■ **Task requirements**:
a. Please revise the forum post on linking tables by reproducing everything from "Now this is" down to "it against B2." with "statement" swapped for "query".
b. According to the forum post on linking tables, which two entries are very common in the client job number field?

■ **Excerpted passage**:
Linking a table to two columns in a second table - sql

I have an issue where I think my major problem is figuring out how to phrase it to get an acceptable answer from Google.
The situation:
Table A is 'Invoice's it has a column that links to Table B 'Jobs' in two places. It either links to our 'Job Number' column or the 'Client Number' column. The major issue is the fact that 'Client Number' and 'Job Number' can be the same number if we set the job up instead of the client setting the job up.
What I'm getting is that every time there is the same number in either column the results are duplicated.
Now this is extremely simplifying the situation to try and make it a bit more understandable, but I am essentially looking for a statement that looks at Table A gets the value then compares against Column B1 if that doesn't match then compares it against B2 if that doesn't match then excludes it from the results. The key would be that if it matches when it compares against B1 it doesn't go on to compare it against B2.
Any help with this would be greatly appreciated, even if it is just a point in the direction of the very obvious operator or function that does this. It's hitting the end of a very long day.
Thank you.
Edit:
A further description:
Invoice Table
---------------------------------
PK, INVOICE_NUMBER, LINK_TO_JOB
Job Table
---------------------------------
PK, JOB_NUMBER, CLIENT_JOB_NUMBER
Now the crux of the matter is that both PK are database generated sequential numbers, no overlap there. The invoice number and the job number are both application generated sequential numbers with no overlap the link to job is application generated and when an invoice is raised links to one of two fields in the jobs table based on rules. For simplicity lets say those rules are if there is a Client Job Number link to that if not link to the job number.
Now the Client job number is a field that is written into buy people, lots of mistakes can and do happen, but lots of crap gets put in this field as well. Stuff like 'Email' 'Fax' are very common answers. So when there is crap in there like 'Email' it links to a series of other fields holding the same 'Email' tag.
So that's problem one.
Problem two Where Statement:
SELECT INVOICE_NUMBER,
LINK_TO_JOB
JOB_NUMBER,
CLINET_JOB_NUMBER
FROM JOBS_TABLE a,
INVOICE_TABLE b
How do I set up the where statement to get the desire result, I've tried:
WHERE (LINK_TO_JOB = JOB_NUMBER OR LINK_TO_JOB = CLIENT_JOB_NUMBER)
This returns lots of multiples, such as when the job number and client job number are identical and when there are multiple identical written in answers 'email' etc. Now this might be unavoidable and I will end up using a Distinct with this where statement to do the best I can with what I have. However what I want to do is:
WHERE (LINK_TO_JOB = JOB_NUMBER (+) OR LINK_TO_JOB = CLIENT_JOB_NUMBER (+))
Which comes back with an error as you can use outer joins with an OR operator.

Point-based annotation data:
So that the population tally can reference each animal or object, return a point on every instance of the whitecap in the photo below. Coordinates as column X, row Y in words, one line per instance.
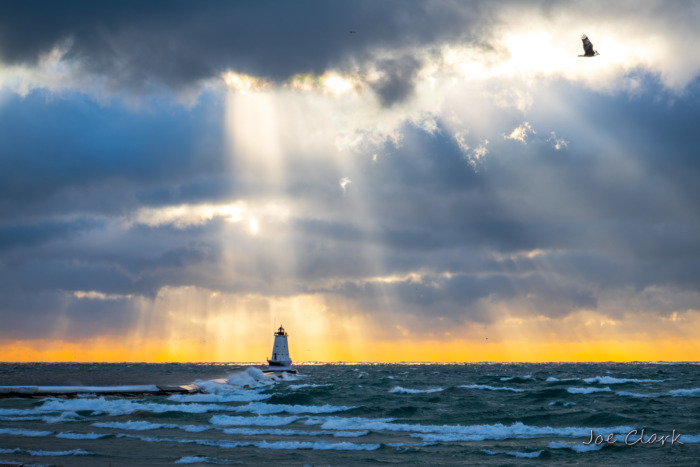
column 64, row 417
column 438, row 433
column 359, row 420
column 562, row 403
column 21, row 432
column 125, row 407
column 261, row 420
column 71, row 435
column 20, row 412
column 578, row 447
column 611, row 380
column 490, row 388
column 294, row 387
column 530, row 455
column 588, row 390
column 143, row 425
column 689, row 439
column 685, row 392
column 247, row 396
column 9, row 451
column 201, row 460
column 284, row 432
column 316, row 445
column 552, row 379
column 262, row 408
column 634, row 394
column 400, row 390
column 510, row 378
column 74, row 452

■ **In response**:
a.
Now this is extremely simplifying the situation to try and make it a bit more understandable, but I am essentially looking for a query that looks at Table A gets the value then compares against Column B1 if that doesn't match then compares it against B2 if that doesn't match then excludes it from the results. The key would be that if it matches when it compares against B1 it doesn't go on to compare it against B2.

b. 'Email' and 'Fax'